STATED GOAL A
Rewrite the paragraph of the piece on educator-preparation data that begins "Data should be available" as a short bulleted list, keeping its main facts.

SELECTION
Educator-preparation programs are like cooks who never get to see or taste the cakes they bake. They can’t get data on how their graduates are performing in classrooms. Some of them can’t even get data on where their graduates are teaching.
In September, Deans for Impact released The Science of Learning, a report that summarizes what we know about how students learn and what that knowledge means for teachers. To stick with my baking analogy, we’ve compiled the ingredients and written a recipe teacher-educators can use to educate future teachers on how students learn. We’re also piloting the implementation of this “recipe” at several Deans for Impact member-led programs through our Design for Practice Network, which aims to build teacher-candidate mastery of cognitive-science principles for learning.
More recently, Deans for Impact released From Chaos to Coherence, a policy brief in which we call for greater access to data on the performance of graduates of educator-preparation programs, and the performance of those graduates’ students. We also call for new program approval routes based on data access and data use for continuous improvement.
So what do these two things have to do with each other? How can changes in policy support the work of The Science of Learning?
Well, until we get to a place where educator-preparation programs can see their results, can really know how their graduates are doing in classrooms and how those performances relate to practices in educator preparation, we’re stuck.
The policy implications of The Science of Learning are straightforward: to understand how The Science of Learning affects teaching and student learning, educator-preparation programs need data on how their graduates, and their graduates’ students, are performing. Educator-preparation programs, in other words, need to see how the cake comes out so they can tell if they have the right recipe.
Policy cannot produce great educator-preparation programs, any more than a well-stocked, high-end kitchen can produce great cooks. What policy can do is create the conditions that allow educator-preparation programs to do their best to align their work with the best results in classrooms. For this to happen, we need the data, and we need it now. The fact that educator-preparation programs cannot assess the effectiveness of their graduates hamstrings their efforts to improve.
The Science of Learning is based on solid research, but questions remain: how does research on learning translate to better teaching, and to improved student learning? Absent the data, it’s pretty hard to answer these questions.
Data should be available to correlate educator-preparation practices with teacher performance. If states are not currently providing this data, they should make it a priority to do so, particularly given the importance of teacher quality for student learning. They should also recognize programs who are accessing and using this data to get better at educating teachers.
If you can’t taste the cake, how can you know if the recipe is right? Sounds simple…but for some reason, we still haven’t figured it out.

AVAILABLE RECORDS
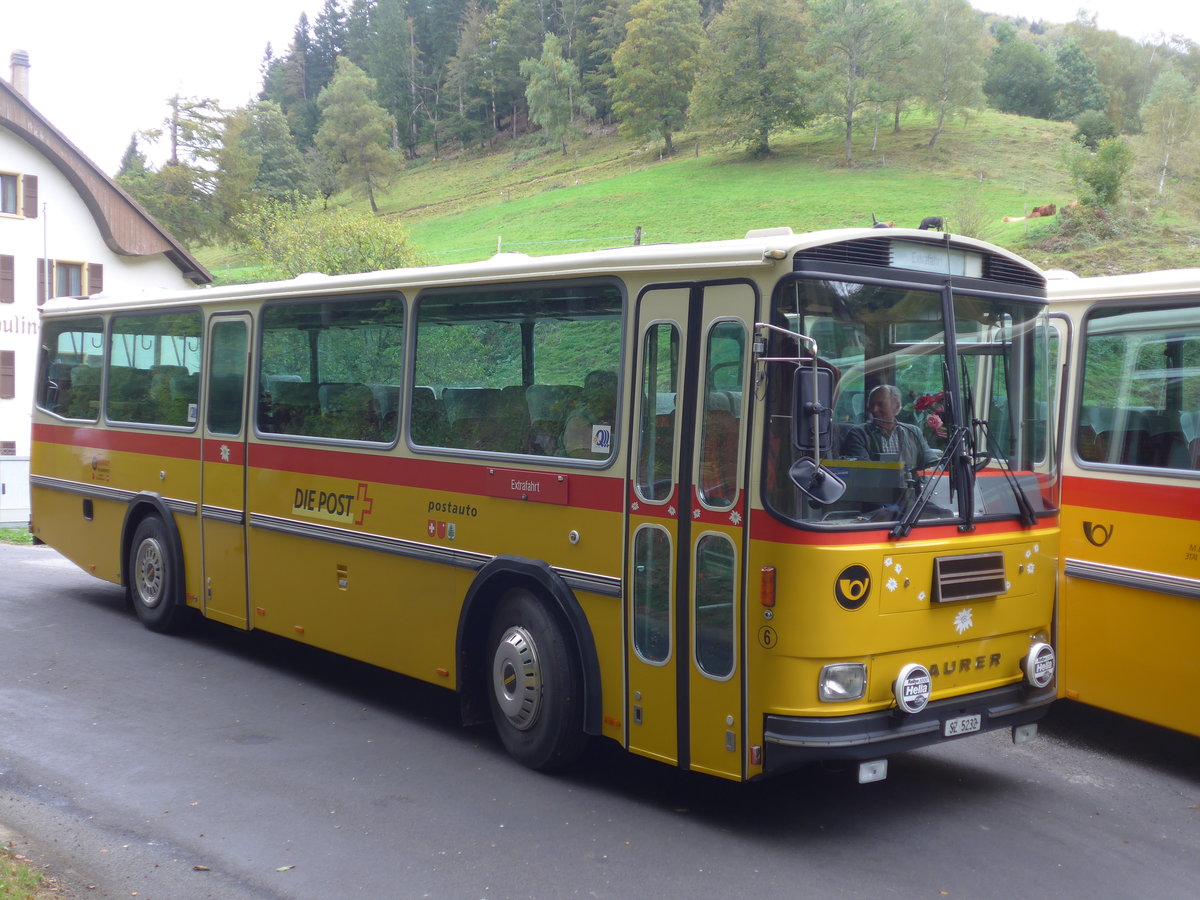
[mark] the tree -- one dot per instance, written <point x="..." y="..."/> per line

* * *

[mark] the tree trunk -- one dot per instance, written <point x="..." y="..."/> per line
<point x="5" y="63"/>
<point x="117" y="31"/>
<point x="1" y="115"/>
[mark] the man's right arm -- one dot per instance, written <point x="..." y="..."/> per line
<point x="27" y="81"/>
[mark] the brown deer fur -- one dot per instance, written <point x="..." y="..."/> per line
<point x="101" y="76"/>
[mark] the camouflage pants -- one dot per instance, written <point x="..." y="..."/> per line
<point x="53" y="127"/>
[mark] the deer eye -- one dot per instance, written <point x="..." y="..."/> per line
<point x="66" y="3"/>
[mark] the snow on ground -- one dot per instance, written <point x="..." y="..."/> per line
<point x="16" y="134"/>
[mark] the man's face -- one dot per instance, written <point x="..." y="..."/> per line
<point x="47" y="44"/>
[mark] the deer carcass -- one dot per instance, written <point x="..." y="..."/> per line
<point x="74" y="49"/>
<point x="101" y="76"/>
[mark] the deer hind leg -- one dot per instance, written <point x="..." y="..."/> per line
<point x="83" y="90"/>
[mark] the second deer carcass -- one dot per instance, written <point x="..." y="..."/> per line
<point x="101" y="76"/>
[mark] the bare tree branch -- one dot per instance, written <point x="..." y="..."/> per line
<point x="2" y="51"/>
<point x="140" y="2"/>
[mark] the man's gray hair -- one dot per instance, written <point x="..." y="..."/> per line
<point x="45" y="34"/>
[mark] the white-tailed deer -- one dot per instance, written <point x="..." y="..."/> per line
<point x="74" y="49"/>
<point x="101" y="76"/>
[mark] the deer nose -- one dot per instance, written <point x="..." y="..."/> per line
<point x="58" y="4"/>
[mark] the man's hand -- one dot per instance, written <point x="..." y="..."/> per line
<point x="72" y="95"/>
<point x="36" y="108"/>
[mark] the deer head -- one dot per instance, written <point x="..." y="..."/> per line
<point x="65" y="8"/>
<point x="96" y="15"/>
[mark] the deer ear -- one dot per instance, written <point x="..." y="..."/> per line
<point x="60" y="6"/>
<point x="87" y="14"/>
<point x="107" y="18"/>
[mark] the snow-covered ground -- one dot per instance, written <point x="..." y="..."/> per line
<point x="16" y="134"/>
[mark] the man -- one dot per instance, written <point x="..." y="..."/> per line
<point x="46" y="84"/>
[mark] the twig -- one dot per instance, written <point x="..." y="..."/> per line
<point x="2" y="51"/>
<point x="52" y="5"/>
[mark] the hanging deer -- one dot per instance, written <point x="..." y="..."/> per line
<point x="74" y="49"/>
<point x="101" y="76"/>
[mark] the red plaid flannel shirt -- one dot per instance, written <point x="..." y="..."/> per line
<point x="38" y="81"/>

STATED GOAL B
Locate each line in the records above that contains the string "snow", and copy those lines.

EXERCISE RESULT A
- Data should be available to link educator-preparation practices with teacher performance.
- States that do not yet provide this data should make doing so a priority, since teacher quality matters so much for student learning.
- States should also recognize programs that access and use this data to get better at educating teachers.

EXERCISE RESULT B
[mark] the snow on ground -- one dot per instance, written <point x="..." y="..."/> per line
[mark] the snow-covered ground -- one dot per instance, written <point x="..." y="..."/> per line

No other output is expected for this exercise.